▶

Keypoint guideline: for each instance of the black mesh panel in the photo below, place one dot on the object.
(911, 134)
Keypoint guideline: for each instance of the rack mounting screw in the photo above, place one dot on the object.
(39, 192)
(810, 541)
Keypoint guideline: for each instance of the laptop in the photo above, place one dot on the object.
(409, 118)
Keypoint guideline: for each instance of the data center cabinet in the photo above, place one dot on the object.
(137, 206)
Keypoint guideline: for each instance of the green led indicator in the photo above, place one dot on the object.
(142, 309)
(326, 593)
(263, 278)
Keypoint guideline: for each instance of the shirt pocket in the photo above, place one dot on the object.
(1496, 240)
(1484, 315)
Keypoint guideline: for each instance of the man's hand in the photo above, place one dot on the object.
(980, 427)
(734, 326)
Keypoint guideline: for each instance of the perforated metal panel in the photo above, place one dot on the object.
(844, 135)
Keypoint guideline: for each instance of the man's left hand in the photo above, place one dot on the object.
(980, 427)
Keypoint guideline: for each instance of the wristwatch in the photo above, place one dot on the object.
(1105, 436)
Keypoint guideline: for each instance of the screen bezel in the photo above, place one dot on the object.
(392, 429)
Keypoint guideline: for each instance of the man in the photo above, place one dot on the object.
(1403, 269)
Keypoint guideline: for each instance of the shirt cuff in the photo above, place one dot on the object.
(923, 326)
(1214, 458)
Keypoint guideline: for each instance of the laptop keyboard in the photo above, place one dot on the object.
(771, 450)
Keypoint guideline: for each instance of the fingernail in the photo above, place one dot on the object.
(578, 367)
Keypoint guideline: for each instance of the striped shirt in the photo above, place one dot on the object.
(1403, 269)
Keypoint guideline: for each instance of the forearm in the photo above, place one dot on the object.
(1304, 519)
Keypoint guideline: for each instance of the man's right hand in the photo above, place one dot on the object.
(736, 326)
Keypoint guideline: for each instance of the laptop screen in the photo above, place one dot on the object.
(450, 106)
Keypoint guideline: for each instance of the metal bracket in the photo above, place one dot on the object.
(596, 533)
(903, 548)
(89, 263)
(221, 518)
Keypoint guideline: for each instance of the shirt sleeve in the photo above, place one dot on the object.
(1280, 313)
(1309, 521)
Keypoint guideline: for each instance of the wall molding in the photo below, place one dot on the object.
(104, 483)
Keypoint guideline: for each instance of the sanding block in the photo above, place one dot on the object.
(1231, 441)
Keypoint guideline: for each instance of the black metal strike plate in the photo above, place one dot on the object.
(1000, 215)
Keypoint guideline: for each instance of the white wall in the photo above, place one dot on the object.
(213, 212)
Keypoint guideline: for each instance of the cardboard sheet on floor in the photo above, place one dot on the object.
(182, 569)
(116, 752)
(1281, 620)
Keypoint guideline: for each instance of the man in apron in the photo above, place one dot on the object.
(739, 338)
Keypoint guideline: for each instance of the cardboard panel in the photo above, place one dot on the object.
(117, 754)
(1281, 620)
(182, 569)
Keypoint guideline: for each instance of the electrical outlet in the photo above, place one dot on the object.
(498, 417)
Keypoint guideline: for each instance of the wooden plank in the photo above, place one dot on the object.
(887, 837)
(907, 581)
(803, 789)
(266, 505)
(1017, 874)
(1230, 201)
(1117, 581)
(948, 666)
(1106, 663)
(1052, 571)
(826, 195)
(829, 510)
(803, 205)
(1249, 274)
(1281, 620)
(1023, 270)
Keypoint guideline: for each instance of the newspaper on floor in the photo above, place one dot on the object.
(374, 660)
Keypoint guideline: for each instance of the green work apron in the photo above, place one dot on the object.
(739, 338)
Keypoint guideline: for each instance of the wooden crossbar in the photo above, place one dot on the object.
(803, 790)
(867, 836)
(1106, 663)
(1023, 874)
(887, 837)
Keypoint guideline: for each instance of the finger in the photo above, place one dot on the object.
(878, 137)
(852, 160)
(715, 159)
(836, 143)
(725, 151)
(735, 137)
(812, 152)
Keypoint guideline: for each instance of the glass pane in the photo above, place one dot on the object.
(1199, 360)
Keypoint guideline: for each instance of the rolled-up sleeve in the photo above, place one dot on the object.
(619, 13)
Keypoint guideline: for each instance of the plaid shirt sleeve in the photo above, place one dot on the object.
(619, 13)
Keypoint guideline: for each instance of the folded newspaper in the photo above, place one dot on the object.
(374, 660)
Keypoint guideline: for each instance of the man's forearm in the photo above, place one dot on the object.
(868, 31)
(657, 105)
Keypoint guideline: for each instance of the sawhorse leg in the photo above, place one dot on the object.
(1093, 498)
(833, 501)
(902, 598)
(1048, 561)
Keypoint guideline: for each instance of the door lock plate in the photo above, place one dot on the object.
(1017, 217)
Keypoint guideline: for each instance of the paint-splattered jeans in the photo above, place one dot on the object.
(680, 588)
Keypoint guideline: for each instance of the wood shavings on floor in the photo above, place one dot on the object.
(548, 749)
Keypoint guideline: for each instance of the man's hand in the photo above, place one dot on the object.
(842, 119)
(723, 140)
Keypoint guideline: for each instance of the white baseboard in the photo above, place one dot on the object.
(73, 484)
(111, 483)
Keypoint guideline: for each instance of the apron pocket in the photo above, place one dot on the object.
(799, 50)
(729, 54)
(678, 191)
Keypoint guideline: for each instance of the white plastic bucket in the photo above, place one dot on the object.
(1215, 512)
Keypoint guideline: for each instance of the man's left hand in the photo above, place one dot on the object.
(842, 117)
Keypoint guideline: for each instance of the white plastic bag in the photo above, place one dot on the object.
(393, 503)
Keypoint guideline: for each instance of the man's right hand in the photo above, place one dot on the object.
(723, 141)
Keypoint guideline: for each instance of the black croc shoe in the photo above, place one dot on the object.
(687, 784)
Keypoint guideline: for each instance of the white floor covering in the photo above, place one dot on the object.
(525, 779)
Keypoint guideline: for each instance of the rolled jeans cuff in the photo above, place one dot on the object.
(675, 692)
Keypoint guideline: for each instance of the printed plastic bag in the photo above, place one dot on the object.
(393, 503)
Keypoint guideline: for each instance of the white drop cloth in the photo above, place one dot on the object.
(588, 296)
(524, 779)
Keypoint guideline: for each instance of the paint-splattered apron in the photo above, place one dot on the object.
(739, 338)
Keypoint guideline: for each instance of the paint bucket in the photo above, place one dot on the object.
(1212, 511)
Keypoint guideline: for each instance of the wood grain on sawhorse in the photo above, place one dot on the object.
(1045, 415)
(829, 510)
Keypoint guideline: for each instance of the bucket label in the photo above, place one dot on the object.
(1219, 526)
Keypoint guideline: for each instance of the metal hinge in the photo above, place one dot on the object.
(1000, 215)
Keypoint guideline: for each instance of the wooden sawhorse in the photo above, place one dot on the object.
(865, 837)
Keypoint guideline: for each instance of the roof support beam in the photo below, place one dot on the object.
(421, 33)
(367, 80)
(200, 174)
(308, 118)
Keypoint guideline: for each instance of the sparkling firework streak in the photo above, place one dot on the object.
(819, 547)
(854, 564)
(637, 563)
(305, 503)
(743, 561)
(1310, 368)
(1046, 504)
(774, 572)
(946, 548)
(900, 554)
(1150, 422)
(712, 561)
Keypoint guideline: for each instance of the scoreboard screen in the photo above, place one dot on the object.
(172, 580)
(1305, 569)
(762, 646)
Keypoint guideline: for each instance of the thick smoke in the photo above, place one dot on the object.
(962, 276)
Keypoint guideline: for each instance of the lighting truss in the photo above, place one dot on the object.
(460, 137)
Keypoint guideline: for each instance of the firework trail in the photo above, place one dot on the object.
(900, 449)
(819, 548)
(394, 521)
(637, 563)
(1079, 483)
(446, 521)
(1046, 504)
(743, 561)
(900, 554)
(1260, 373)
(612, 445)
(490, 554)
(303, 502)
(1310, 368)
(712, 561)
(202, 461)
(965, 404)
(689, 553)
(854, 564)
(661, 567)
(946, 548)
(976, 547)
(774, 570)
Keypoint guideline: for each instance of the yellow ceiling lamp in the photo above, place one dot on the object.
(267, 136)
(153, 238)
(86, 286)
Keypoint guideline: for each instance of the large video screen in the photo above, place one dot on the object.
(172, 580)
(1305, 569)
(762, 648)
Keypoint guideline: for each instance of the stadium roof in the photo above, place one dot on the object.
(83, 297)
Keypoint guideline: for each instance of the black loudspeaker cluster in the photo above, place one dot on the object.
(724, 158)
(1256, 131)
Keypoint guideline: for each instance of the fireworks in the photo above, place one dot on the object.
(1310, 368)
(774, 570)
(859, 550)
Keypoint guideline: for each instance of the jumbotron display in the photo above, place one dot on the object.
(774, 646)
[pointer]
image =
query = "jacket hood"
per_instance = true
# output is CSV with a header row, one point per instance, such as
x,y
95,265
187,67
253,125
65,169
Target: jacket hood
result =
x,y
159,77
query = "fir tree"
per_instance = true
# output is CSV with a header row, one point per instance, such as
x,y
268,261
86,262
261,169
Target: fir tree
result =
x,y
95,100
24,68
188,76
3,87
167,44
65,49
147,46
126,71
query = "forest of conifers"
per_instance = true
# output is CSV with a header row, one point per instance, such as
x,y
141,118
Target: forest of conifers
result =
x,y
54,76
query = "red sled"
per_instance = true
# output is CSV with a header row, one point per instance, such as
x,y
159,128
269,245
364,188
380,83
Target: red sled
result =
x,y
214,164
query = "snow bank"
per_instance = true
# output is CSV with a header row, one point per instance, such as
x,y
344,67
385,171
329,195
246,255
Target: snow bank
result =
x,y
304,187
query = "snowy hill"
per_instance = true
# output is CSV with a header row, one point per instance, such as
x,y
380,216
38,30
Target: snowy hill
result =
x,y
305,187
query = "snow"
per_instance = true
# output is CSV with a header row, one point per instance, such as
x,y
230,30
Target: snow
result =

◀

Copy every line of the material above in which the string "jacket" can be found.

_Answer to this problem_.
query = "jacket hood"
Target: jacket hood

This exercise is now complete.